Can you format the listing below as a Markdown table, with a Row column that numbers each line and a Line column that holds its text, leaving out any blank lines?

■ AVAILABLE RECORDS:
╭──
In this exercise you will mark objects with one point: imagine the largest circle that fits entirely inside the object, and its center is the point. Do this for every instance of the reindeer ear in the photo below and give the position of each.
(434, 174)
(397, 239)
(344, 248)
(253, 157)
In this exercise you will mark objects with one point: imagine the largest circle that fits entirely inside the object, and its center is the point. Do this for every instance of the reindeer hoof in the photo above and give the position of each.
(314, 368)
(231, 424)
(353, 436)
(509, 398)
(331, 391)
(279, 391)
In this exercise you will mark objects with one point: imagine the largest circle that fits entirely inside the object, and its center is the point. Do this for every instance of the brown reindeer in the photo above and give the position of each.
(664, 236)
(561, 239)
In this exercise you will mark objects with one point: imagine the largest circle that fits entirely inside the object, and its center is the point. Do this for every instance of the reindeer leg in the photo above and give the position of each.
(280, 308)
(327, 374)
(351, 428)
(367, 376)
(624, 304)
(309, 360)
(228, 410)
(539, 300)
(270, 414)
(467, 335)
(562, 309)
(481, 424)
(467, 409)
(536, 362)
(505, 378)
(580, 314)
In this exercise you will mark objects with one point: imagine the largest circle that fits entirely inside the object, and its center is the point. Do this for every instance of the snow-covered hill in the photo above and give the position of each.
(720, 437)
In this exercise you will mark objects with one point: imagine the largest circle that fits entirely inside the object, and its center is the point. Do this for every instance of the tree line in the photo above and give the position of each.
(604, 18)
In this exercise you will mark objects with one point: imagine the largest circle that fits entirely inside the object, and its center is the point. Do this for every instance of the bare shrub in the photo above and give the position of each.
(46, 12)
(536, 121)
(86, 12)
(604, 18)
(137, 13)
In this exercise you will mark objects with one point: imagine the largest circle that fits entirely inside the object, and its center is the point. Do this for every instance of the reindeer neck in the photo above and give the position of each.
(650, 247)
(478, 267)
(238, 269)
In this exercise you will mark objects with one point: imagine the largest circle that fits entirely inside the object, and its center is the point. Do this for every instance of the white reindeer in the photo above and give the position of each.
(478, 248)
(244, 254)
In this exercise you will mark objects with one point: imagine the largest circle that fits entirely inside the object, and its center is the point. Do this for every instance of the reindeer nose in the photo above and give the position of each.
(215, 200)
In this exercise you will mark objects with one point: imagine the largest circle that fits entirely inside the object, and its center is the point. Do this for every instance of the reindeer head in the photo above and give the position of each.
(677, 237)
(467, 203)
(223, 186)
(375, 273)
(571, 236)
╰──
■ CORRECT OUTPUT:
| Row | Line |
|---|---|
| 1 | In this exercise you will mark objects with one point: imagine the largest circle that fits entirely inside the object, and its center is the point. Do this for every instance of the reindeer ear in the photo below and give the position of each. |
| 2 | (434, 174) |
| 3 | (397, 239) |
| 4 | (344, 248) |
| 5 | (253, 157) |
| 6 | In this exercise you will mark objects with one point: imagine the largest circle that fits entirely inside the object, and its center is the point. Do this for every instance of the reindeer hoof in the photo above and give the position of each. |
| 7 | (314, 368) |
| 8 | (231, 424) |
| 9 | (353, 436) |
| 10 | (509, 398) |
| 11 | (331, 391) |
| 12 | (279, 391) |
| 13 | In this exercise you will mark objects with one point: imagine the largest circle that fits entirely inside the object, and its center is the point. Do this for every instance of the brown reindeer in the photo above and give the position of each. |
| 14 | (664, 236) |
| 15 | (561, 239) |
| 16 | In this exercise you will mark objects with one point: imagine the largest circle that fits entirely inside the object, and its center is the point. Do this for every instance of the reindeer leg in the photo above and give the position of each. |
| 17 | (280, 308) |
| 18 | (327, 374) |
| 19 | (351, 428) |
| 20 | (367, 376) |
| 21 | (624, 304) |
| 22 | (309, 360) |
| 23 | (228, 410) |
| 24 | (539, 300) |
| 25 | (270, 414) |
| 26 | (467, 335) |
| 27 | (562, 309) |
| 28 | (481, 424) |
| 29 | (467, 409) |
| 30 | (536, 362) |
| 31 | (505, 378) |
| 32 | (580, 314) |
| 33 | In this exercise you will mark objects with one point: imagine the largest circle that fits entirely inside the object, and its center is the point. Do this for every instance of the snow-covered hill in the photo above and give the position of each. |
| 34 | (720, 437) |
| 35 | In this exercise you will mark objects with one point: imagine the largest circle that fits entirely inside the object, and its center is the point. Do this for every instance of the tree line in the photo above and give the position of each. |
| 36 | (604, 18) |
| 37 | In this exercise you will mark objects with one point: imagine the largest circle that fits entirely inside the object, and its center is the point. Do this for every instance of the bare shrub in the photo above and give the position of each. |
| 38 | (46, 12) |
| 39 | (536, 121) |
| 40 | (86, 12) |
| 41 | (604, 18) |
| 42 | (137, 13) |
| 43 | In this exercise you will mark objects with one point: imagine the largest circle that fits entirely inside the object, and its center is the point. Do this for every instance of the reindeer neck in the photo above and give the position of each. |
| 44 | (650, 247) |
| 45 | (478, 267) |
| 46 | (238, 269) |
| 47 | In this exercise you will mark objects with one point: imagine the largest circle that fits entirely inside the object, and its center is the point. Do this for every instance of the white reindeer in the photo above and give the position of each. |
| 48 | (478, 248) |
| 49 | (244, 254) |
| 50 | In this exercise you will mark objects with one point: imagine the largest circle that fits entirely inside the object, and its center is the point. Do this for every instance of the reindeer nose in the photo above and give the position of each. |
| 51 | (215, 200) |
| 52 | In this exercise you will mark objects with one point: imagine the largest circle that fits entirely inside the object, and its center is the point. Do this for every instance of the reindeer head in the photo above and give the position of each. |
| 53 | (677, 237) |
| 54 | (467, 203) |
| 55 | (223, 186) |
| 56 | (375, 273) |
| 57 | (571, 236) |